### Given entries ###

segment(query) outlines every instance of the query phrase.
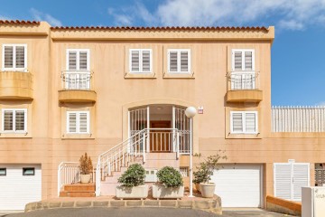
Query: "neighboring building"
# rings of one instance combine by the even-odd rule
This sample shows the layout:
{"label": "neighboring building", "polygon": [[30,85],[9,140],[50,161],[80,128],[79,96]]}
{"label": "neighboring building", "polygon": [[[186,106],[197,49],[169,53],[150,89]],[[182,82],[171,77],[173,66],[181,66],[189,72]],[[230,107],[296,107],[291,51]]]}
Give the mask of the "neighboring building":
{"label": "neighboring building", "polygon": [[[193,152],[226,151],[212,179],[223,206],[263,207],[268,194],[299,201],[314,173],[322,184],[324,109],[271,108],[274,37],[272,26],[0,21],[0,210],[57,197],[78,171],[65,162],[85,152],[100,172],[97,194],[114,192],[106,176],[135,155],[149,173],[170,165],[187,176],[189,106],[201,113]],[[307,118],[295,123],[299,115]]]}

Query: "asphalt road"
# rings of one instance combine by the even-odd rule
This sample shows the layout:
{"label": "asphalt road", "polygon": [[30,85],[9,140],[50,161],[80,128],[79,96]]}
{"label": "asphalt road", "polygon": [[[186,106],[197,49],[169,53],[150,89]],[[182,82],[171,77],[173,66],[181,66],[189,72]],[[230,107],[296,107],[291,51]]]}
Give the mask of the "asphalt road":
{"label": "asphalt road", "polygon": [[[80,208],[52,209],[30,212],[11,213],[0,217],[217,217],[210,212],[190,209],[168,208]],[[281,217],[288,216],[264,211],[224,211],[223,217]]]}

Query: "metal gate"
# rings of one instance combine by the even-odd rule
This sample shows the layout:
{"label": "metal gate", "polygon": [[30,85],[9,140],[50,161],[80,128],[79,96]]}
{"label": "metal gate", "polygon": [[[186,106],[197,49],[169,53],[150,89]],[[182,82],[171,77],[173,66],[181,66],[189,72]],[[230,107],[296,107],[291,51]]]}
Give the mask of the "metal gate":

###

Please locate each line of the data above that contains the string "road", and copy those lines out in full. Case counts.

-- Final answer --
Query: "asphalt road"
{"label": "asphalt road", "polygon": [[30,85],[9,140],[50,161],[80,128],[79,96]]}
{"label": "asphalt road", "polygon": [[[186,106],[197,49],[169,53],[150,89]],[[182,82],[171,77],[173,66],[181,66],[189,72]],[[230,107],[296,107],[291,51]]]}
Give the mask of the "asphalt road":
{"label": "asphalt road", "polygon": [[[80,208],[52,209],[30,212],[11,213],[0,217],[217,217],[210,212],[190,209],[168,208]],[[281,217],[288,216],[264,211],[224,211],[223,217]]]}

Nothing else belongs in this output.